Segment Open

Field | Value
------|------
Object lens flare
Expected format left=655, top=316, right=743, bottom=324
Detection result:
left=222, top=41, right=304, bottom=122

Segment Closed

> [ACTIVITY] Every record above is to be transcribed exactly as written.

> [RESPONSE TO THE EXERCISE]
Field | Value
------|------
Object lens flare
Expected format left=655, top=316, right=743, bottom=324
Detection result:
left=222, top=41, right=304, bottom=122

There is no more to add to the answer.